Prompt: Set down exactly the lines below between the line holding "Target: building window" and the line holding "Target: lamp post", inclusive; no other line belongs in the answer.

======== Records

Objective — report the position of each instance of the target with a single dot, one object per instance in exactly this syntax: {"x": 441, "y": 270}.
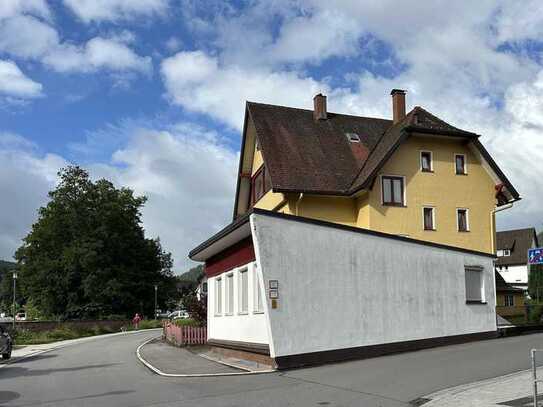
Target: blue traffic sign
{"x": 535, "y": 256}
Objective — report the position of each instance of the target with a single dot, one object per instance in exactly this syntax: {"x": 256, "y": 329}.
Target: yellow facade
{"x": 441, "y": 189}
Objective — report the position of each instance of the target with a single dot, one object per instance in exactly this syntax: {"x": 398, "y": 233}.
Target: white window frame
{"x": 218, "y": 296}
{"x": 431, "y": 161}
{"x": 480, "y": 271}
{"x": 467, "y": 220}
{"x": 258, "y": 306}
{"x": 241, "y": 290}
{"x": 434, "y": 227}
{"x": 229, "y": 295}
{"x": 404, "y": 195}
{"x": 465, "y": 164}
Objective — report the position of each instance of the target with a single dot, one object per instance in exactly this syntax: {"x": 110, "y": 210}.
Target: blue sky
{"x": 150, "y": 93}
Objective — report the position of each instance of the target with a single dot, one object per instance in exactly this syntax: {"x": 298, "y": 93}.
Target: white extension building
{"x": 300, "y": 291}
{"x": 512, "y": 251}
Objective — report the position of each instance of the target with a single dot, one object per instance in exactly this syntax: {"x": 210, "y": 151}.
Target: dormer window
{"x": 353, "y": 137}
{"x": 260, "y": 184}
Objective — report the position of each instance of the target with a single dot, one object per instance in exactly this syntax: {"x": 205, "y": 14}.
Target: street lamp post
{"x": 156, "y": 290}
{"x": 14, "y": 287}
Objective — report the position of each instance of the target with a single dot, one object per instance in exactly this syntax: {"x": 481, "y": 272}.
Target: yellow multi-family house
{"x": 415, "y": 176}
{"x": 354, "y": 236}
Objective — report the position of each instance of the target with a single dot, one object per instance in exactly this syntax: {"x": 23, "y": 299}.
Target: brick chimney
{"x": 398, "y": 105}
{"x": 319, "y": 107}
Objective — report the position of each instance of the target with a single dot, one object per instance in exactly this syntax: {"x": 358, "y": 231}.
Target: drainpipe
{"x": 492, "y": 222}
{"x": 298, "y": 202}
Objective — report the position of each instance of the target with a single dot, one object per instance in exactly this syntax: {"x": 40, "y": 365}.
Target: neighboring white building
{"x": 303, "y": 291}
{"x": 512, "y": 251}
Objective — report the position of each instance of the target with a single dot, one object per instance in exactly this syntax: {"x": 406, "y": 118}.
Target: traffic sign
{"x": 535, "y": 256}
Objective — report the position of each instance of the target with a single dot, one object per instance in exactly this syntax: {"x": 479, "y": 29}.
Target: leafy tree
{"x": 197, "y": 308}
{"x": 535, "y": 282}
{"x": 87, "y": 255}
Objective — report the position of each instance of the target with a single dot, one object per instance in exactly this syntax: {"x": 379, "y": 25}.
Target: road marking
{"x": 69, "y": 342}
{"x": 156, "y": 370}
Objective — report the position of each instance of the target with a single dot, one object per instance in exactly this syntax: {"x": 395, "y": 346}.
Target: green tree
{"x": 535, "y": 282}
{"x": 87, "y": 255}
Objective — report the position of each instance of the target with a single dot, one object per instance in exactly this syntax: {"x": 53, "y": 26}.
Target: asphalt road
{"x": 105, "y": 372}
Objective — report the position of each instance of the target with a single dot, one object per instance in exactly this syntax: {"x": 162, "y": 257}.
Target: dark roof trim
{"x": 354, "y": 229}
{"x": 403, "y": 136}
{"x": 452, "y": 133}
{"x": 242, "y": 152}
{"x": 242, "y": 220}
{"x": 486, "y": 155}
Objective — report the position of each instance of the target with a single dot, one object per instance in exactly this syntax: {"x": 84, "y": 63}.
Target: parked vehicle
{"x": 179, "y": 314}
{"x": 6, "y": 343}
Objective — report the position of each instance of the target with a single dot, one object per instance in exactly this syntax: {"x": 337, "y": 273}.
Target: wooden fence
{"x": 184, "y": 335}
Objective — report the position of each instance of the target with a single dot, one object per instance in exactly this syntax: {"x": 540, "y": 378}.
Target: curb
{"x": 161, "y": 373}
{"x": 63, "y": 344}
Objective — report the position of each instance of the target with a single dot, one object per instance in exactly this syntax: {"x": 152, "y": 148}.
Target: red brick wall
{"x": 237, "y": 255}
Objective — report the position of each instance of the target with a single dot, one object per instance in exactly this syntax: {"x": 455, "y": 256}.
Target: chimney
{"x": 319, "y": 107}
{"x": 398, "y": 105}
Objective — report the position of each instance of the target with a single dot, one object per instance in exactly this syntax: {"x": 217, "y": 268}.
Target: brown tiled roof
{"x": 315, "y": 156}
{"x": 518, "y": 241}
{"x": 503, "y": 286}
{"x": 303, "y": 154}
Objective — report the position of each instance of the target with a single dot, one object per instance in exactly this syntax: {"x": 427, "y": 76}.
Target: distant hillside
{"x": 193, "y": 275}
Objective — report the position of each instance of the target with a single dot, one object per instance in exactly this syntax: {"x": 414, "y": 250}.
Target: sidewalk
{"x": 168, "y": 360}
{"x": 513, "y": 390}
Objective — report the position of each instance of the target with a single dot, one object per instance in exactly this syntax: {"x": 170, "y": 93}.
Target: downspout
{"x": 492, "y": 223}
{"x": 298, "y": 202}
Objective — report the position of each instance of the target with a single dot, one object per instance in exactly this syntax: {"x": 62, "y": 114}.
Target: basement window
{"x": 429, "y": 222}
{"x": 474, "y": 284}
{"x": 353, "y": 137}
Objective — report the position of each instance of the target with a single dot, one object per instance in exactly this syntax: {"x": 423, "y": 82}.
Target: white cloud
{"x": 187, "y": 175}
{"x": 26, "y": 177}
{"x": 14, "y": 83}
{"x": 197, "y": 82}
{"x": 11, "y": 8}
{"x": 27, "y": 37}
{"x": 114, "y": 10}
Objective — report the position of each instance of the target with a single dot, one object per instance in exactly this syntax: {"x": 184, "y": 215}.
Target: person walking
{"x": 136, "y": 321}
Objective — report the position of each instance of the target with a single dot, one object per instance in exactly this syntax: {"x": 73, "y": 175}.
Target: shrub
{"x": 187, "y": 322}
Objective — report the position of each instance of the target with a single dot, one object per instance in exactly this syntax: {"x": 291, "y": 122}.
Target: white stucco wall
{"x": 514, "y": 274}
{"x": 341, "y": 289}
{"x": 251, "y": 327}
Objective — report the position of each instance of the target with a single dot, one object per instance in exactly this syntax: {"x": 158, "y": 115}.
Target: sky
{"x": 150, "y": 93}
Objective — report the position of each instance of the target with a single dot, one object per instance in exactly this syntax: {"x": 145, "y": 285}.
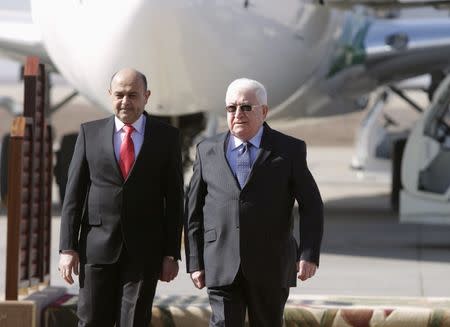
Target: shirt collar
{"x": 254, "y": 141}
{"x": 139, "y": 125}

================
======== Records

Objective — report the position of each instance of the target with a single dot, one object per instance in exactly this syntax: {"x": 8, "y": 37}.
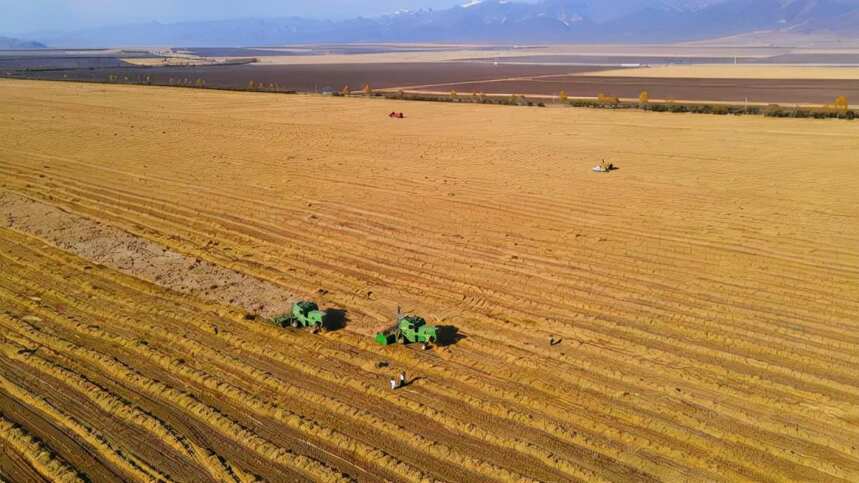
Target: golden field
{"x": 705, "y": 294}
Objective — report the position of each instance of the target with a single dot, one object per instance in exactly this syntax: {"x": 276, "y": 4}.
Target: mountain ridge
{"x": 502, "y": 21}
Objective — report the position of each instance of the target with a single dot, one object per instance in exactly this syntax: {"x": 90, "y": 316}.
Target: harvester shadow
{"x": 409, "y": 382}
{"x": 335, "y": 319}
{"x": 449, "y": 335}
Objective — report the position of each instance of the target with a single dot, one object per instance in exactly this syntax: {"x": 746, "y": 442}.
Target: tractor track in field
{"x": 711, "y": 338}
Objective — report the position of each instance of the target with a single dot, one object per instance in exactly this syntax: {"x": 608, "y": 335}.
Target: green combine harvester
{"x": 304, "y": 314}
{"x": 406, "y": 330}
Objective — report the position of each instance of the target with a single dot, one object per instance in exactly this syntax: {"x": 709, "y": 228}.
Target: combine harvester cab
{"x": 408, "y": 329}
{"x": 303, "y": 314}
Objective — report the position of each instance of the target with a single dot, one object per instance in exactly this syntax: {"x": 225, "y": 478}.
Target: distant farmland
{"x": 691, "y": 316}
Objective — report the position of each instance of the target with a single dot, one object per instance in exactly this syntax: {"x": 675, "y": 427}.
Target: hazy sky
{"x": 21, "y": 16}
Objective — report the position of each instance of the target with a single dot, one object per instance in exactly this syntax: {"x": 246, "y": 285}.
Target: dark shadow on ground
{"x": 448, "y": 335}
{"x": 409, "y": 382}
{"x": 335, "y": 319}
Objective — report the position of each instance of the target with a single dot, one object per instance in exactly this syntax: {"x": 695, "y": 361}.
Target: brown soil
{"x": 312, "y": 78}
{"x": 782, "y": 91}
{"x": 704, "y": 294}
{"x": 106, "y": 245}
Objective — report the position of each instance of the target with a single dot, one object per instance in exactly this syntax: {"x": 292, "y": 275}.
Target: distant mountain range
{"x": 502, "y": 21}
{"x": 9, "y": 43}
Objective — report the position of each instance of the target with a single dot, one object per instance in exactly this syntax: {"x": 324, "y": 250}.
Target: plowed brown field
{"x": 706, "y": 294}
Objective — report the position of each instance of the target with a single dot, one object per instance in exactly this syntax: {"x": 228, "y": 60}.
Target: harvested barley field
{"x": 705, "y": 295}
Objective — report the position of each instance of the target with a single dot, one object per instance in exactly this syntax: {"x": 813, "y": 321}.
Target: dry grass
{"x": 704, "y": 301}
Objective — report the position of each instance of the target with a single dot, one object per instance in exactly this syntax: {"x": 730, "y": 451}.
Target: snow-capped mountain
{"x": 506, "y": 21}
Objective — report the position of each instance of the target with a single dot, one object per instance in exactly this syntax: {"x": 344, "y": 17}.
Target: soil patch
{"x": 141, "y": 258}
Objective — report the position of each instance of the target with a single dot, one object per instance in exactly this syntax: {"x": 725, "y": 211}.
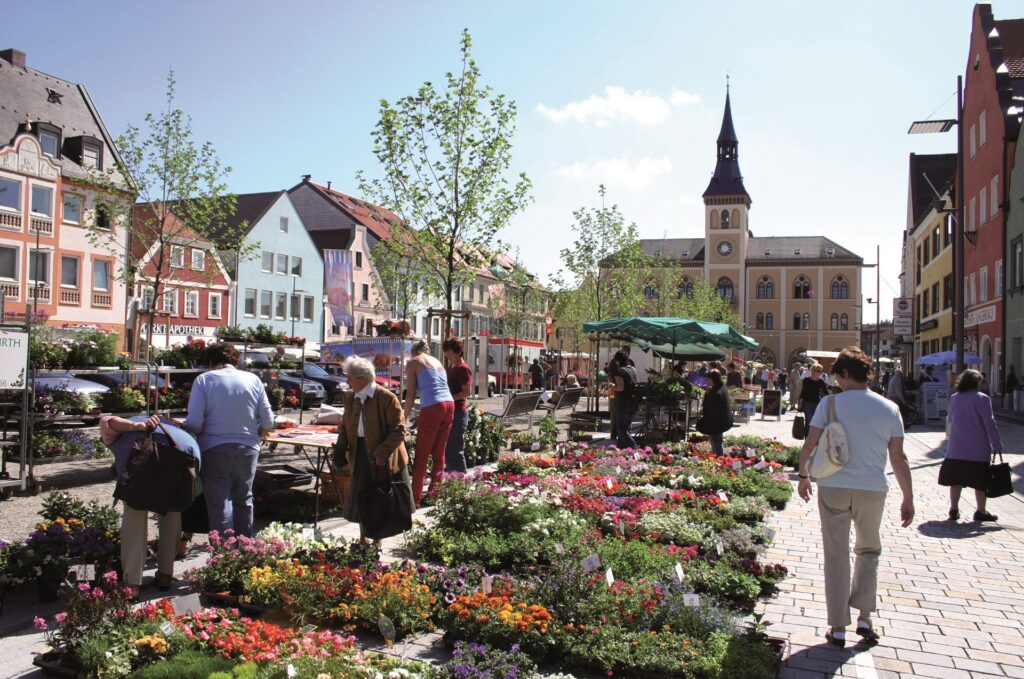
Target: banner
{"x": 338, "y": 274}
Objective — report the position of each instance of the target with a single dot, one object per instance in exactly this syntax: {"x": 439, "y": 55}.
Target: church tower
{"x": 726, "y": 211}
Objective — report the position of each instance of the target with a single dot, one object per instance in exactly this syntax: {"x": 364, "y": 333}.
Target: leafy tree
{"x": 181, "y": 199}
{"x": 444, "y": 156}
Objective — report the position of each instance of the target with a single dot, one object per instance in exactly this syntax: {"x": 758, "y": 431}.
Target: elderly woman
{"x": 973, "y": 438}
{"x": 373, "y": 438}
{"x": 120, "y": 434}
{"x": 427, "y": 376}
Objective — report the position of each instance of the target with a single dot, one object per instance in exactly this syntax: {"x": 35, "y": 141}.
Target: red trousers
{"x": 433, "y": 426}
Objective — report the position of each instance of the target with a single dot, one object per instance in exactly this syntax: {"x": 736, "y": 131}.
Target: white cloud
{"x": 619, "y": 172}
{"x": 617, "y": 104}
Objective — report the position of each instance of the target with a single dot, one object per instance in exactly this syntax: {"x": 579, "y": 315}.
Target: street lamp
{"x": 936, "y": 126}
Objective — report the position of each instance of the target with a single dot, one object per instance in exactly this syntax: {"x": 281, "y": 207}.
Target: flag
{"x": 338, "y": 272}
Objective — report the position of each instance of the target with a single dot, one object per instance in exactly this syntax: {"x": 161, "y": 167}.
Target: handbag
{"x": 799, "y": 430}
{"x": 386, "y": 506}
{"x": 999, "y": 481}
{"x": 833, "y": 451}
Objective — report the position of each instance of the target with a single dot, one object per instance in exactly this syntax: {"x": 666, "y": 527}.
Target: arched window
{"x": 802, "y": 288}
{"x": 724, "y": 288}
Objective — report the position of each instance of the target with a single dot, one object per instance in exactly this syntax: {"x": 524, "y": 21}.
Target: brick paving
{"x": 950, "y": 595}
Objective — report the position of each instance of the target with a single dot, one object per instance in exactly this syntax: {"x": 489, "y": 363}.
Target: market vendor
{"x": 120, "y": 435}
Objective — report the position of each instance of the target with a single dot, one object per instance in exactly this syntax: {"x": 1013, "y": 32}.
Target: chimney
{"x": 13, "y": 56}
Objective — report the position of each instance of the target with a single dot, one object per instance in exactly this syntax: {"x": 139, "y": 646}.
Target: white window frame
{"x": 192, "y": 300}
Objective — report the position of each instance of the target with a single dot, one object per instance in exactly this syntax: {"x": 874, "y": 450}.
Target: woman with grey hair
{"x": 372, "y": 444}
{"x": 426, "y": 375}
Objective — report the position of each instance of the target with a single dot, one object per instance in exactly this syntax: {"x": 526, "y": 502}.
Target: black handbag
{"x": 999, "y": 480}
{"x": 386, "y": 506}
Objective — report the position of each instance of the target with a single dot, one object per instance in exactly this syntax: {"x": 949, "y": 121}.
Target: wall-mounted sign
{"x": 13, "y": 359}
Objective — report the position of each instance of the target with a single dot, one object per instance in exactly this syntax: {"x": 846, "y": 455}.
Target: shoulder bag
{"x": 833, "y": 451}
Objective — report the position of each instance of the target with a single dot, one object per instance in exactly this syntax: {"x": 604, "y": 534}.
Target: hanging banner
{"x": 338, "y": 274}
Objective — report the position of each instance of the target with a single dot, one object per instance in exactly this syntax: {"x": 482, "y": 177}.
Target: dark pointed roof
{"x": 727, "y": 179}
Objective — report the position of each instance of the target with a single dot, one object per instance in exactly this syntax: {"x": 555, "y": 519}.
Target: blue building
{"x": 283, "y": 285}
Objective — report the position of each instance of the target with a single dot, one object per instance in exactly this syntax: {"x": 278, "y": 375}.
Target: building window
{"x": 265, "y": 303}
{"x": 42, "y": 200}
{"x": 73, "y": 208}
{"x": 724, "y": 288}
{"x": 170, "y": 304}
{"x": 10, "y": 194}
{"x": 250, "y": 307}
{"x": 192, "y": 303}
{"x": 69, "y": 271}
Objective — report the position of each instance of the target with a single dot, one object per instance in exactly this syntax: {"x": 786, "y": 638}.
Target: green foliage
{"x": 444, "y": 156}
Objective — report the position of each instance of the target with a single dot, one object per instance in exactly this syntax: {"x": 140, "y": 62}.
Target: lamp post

================

Answer section:
Target: building window
{"x": 265, "y": 303}
{"x": 42, "y": 200}
{"x": 73, "y": 208}
{"x": 724, "y": 288}
{"x": 170, "y": 304}
{"x": 10, "y": 194}
{"x": 250, "y": 307}
{"x": 192, "y": 303}
{"x": 69, "y": 271}
Objective — report the position of each instance of the target with a single dot, one object per instance in exactly this syntax: {"x": 786, "y": 638}.
Target: green foliage
{"x": 444, "y": 156}
Objective — report the position of each instance of the target with a single dot, one object per instance in exactly this syntax: {"x": 140, "y": 62}.
Target: lamp post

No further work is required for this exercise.